Es cierto que Howard, a causa en buena medida de su infancia y adolescencia en medio del boom del petróleo en la Texas de principios del siglo XX, tenía una idea negativa de la civilización: consideraba que antes o después estaba condenada a la corrupción y la decadencia, hasta que los bárbaros le daban el golpe de gracia y terminaban con ella. Es algo que Mark Finn, en su biografía de Howard A sangre y fuego (Sportula, 2023), describe a fondo y argumenta con contundencia.
Sin embargo, lo cierto es que Howard nunca comprendió que su idea de «los bárbaros» era del todo irreal: los pueblos que veía como tales (germanos, hunos, nativos americanos, celtas) eran, en realidad, pueblos civilizados, con una estructura social compleja y elementos que solo se dan en el entorno de una civilización. El término «bárbaro», en origen, no tenía otras connotaciones que las de «extranjero» (o, para los griegos, quizá tuviera la de «paleto», dado que para ellos los macedonios eran bárbaros, pese a que su lengua, cultura, sociedad y civilización eran idénticas a la griega). Con el tiempo bárbaro sería todo aquel ajeno al imperio romano que se negase a ser conquistado por este o pretendiera invadirlo.

= Extractos de filas =
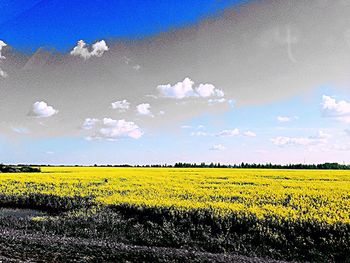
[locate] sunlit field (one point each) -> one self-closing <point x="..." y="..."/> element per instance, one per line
<point x="303" y="195"/>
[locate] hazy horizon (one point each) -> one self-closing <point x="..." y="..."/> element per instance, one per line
<point x="218" y="81"/>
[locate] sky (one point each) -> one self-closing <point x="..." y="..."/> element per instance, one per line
<point x="148" y="82"/>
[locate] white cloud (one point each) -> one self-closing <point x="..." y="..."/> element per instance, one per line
<point x="339" y="110"/>
<point x="320" y="139"/>
<point x="20" y="130"/>
<point x="114" y="129"/>
<point x="218" y="147"/>
<point x="2" y="45"/>
<point x="136" y="67"/>
<point x="199" y="133"/>
<point x="144" y="109"/>
<point x="3" y="74"/>
<point x="228" y="133"/>
<point x="40" y="109"/>
<point x="180" y="90"/>
<point x="216" y="101"/>
<point x="89" y="123"/>
<point x="185" y="89"/>
<point x="97" y="49"/>
<point x="347" y="131"/>
<point x="249" y="134"/>
<point x="121" y="105"/>
<point x="283" y="118"/>
<point x="208" y="90"/>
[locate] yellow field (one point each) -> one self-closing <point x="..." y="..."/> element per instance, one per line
<point x="316" y="195"/>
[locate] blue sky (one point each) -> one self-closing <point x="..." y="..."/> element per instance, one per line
<point x="57" y="23"/>
<point x="246" y="88"/>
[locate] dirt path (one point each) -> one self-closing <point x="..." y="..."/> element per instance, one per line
<point x="21" y="246"/>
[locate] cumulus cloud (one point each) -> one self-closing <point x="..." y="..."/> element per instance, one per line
<point x="249" y="134"/>
<point x="2" y="45"/>
<point x="20" y="130"/>
<point x="89" y="123"/>
<point x="208" y="90"/>
<point x="347" y="131"/>
<point x="3" y="74"/>
<point x="121" y="105"/>
<point x="99" y="48"/>
<point x="217" y="147"/>
<point x="199" y="133"/>
<point x="283" y="118"/>
<point x="338" y="110"/>
<point x="185" y="89"/>
<point x="144" y="109"/>
<point x="228" y="133"/>
<point x="81" y="49"/>
<point x="216" y="101"/>
<point x="114" y="129"/>
<point x="283" y="141"/>
<point x="41" y="109"/>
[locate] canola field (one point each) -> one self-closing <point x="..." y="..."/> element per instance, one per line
<point x="305" y="195"/>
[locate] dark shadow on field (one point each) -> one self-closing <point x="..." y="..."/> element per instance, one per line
<point x="80" y="230"/>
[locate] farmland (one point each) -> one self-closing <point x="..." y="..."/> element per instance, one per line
<point x="281" y="214"/>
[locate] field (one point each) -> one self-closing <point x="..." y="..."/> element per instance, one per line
<point x="281" y="214"/>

= Lo que se pide =
Copia otra vez el texto sobre Howard entre «Es cierto que» y «argumenta con contundencia.», ambos incluidos, y pon «último golpe» en lugar de «golpe de gracia».

= Solución =
Es cierto que Howard, a causa en buena medida de su infancia y adolescencia en medio del boom del petróleo en la Texas de principios del siglo XX, tenía una idea negativa de la civilización: consideraba que antes o después estaba condenada a la corrupción y la decadencia, hasta que los bárbaros le daban el último golpe y terminaban con ella. Es algo que Mark Finn, en su biografía de Howard A sangre y fuego (Sportula, 2023), describe a fondo y argumenta con contundencia.